◆ Study material ◆
== Segment start ==
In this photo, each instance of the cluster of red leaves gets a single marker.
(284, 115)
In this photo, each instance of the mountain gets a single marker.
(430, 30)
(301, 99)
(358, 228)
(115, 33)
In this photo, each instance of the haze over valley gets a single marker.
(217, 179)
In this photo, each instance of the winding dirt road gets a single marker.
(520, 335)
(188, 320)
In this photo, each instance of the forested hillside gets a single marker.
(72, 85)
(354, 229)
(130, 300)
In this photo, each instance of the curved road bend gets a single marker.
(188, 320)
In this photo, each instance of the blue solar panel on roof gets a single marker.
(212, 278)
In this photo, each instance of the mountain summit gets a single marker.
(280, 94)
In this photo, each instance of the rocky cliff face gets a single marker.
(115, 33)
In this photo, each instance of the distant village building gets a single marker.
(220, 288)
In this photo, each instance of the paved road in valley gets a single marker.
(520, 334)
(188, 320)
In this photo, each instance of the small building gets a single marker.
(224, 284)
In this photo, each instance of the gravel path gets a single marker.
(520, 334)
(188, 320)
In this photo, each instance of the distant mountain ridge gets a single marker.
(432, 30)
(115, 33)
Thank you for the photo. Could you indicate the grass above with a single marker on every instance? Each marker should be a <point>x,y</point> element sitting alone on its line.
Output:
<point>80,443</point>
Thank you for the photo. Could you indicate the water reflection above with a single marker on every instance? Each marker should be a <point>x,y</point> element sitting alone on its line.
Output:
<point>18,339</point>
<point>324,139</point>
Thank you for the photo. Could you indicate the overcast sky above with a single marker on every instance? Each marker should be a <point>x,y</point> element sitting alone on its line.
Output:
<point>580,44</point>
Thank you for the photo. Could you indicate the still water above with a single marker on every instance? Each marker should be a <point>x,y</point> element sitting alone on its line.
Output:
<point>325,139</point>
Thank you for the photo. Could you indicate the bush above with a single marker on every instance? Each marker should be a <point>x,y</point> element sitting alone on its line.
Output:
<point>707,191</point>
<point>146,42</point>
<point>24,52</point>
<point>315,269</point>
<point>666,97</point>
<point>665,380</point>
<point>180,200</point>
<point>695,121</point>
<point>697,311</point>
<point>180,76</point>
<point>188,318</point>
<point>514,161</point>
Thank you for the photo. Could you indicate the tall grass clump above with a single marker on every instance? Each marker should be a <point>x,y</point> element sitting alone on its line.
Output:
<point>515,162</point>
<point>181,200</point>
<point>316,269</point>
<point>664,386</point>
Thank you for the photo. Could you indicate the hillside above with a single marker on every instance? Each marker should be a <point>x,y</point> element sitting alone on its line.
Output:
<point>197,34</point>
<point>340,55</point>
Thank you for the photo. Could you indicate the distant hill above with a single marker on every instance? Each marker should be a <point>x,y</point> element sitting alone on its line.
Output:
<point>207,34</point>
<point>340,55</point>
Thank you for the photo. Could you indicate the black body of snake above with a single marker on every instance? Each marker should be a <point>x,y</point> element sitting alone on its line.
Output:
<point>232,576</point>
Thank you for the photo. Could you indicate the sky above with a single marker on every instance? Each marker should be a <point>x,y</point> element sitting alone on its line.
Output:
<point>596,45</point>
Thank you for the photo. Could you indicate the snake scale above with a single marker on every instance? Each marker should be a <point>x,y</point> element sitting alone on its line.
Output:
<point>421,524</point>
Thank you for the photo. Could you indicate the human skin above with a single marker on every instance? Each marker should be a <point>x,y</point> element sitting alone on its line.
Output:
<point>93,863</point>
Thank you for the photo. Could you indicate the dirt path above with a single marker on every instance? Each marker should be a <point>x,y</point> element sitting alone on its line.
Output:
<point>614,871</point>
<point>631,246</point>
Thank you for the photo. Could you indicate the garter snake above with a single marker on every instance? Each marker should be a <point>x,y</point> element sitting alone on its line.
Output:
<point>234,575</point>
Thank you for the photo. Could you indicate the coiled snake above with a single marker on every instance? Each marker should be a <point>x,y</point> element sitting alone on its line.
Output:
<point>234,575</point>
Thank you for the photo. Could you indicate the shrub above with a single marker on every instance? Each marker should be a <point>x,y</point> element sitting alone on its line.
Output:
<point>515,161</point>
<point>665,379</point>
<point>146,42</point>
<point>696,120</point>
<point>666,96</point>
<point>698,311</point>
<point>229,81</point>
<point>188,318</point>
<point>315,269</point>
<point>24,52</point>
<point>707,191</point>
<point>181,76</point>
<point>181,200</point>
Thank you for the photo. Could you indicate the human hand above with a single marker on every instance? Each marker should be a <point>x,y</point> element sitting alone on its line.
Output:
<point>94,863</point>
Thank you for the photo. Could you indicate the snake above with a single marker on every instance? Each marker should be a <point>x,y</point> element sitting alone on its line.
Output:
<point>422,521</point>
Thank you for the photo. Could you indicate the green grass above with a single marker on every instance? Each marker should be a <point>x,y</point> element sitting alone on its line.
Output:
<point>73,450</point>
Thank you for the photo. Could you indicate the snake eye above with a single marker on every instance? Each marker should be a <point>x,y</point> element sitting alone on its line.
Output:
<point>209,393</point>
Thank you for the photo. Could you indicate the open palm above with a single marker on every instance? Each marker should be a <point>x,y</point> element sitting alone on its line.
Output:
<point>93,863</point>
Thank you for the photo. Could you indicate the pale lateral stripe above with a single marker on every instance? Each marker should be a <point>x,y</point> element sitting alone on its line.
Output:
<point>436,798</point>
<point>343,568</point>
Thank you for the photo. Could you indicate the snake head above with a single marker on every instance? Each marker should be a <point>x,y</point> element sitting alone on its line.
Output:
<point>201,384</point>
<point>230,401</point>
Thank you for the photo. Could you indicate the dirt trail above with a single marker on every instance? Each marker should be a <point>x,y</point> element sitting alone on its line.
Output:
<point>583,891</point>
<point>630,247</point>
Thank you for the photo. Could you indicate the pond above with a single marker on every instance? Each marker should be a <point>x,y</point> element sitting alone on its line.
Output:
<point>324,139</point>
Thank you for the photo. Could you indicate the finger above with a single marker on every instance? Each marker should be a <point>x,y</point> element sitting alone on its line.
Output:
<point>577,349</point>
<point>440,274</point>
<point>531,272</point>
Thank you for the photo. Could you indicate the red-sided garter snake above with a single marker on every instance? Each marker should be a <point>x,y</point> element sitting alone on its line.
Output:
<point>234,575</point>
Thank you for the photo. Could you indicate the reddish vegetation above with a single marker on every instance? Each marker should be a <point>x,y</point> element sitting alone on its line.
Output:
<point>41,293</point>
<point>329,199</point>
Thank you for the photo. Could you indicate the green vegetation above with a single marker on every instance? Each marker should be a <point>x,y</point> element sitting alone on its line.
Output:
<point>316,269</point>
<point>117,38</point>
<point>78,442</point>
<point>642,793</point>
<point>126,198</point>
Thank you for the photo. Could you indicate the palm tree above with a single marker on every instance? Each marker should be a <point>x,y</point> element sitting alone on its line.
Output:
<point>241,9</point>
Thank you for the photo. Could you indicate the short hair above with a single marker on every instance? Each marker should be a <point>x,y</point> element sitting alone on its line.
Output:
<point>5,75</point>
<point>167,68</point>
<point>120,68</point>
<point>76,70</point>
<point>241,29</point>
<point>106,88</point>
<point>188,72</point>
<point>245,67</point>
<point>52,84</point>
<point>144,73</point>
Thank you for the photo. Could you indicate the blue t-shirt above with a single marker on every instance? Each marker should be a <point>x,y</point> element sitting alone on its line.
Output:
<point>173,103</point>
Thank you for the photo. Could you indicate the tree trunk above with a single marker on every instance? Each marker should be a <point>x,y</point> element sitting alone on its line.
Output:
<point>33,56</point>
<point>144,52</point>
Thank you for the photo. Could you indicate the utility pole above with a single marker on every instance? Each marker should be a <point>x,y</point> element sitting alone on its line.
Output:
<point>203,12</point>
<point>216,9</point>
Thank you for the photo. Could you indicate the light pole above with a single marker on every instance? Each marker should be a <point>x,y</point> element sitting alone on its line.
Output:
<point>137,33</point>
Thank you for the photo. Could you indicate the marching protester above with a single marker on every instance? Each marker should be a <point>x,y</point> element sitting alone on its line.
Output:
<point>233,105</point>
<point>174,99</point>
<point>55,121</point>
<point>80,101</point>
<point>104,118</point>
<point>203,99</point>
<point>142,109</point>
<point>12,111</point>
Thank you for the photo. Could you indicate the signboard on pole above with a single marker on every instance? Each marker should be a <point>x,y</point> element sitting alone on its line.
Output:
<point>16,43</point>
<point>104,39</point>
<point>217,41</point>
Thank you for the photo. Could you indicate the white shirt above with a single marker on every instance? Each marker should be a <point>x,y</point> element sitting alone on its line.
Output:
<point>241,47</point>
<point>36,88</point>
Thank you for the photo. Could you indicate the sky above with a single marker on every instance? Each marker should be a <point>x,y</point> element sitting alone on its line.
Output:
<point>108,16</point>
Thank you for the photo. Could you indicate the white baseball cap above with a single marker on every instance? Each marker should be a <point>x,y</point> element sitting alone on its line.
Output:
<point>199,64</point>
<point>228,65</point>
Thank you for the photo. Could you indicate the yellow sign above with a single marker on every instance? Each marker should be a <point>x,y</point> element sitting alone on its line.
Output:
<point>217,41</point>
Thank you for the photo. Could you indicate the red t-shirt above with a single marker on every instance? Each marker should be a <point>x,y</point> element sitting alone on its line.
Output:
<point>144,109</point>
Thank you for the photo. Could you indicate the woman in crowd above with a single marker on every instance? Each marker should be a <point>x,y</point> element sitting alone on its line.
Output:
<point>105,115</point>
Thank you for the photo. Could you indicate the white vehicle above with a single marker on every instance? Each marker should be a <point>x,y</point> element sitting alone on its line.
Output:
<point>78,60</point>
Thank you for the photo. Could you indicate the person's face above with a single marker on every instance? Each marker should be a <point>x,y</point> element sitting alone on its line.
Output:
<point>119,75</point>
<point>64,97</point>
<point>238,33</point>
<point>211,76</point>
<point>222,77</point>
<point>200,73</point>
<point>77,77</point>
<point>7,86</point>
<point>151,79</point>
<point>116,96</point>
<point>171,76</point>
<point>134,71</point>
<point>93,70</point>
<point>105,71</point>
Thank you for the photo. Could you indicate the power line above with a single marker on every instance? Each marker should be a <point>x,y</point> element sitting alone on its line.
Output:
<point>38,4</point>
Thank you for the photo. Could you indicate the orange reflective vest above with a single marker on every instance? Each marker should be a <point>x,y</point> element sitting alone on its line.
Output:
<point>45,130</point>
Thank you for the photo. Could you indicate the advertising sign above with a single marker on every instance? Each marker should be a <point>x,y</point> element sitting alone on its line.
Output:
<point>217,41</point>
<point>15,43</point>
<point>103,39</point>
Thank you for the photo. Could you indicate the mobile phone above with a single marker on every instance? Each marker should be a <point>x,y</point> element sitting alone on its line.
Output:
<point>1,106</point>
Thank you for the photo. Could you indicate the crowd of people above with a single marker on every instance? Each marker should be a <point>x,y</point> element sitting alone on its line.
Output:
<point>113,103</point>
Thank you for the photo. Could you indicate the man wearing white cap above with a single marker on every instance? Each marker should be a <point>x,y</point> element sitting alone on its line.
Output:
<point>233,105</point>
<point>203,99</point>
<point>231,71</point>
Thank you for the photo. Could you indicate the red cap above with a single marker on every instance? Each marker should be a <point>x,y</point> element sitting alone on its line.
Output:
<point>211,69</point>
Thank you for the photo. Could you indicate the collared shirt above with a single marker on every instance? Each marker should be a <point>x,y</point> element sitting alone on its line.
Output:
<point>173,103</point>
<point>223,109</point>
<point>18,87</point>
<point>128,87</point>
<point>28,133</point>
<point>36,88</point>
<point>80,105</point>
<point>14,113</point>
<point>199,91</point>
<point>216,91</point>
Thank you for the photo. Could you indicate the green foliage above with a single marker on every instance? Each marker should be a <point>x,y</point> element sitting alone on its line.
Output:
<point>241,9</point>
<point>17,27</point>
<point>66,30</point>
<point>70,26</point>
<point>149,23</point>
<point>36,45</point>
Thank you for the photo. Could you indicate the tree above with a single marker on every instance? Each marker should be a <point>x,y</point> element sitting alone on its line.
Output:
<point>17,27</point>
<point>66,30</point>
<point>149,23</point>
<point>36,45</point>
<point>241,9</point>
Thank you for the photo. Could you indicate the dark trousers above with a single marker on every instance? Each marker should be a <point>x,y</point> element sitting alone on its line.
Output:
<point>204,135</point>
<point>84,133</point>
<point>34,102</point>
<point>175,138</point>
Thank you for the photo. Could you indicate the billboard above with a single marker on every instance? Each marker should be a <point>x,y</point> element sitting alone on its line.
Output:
== Segment end ==
◆ Aim of the task ◆
Each line in the listing above that includes "green" is to be copied.

◆ Problem solution ◆
Thank you for the photo. Could you indicate the green grass above with a single marker on every instance? Each marker should be a <point>x,y</point> element sitting alone on its line.
Thank you for the photo. Could you indicate the green vegetation above with a single marker on every instance? Each marker should be a <point>x,y</point> element sitting alone on its line.
Thank you for the photo. Could you indicate the green foliage above with a single marker on every instance? Each marker should be a <point>x,y</point> element sitting alone on its line.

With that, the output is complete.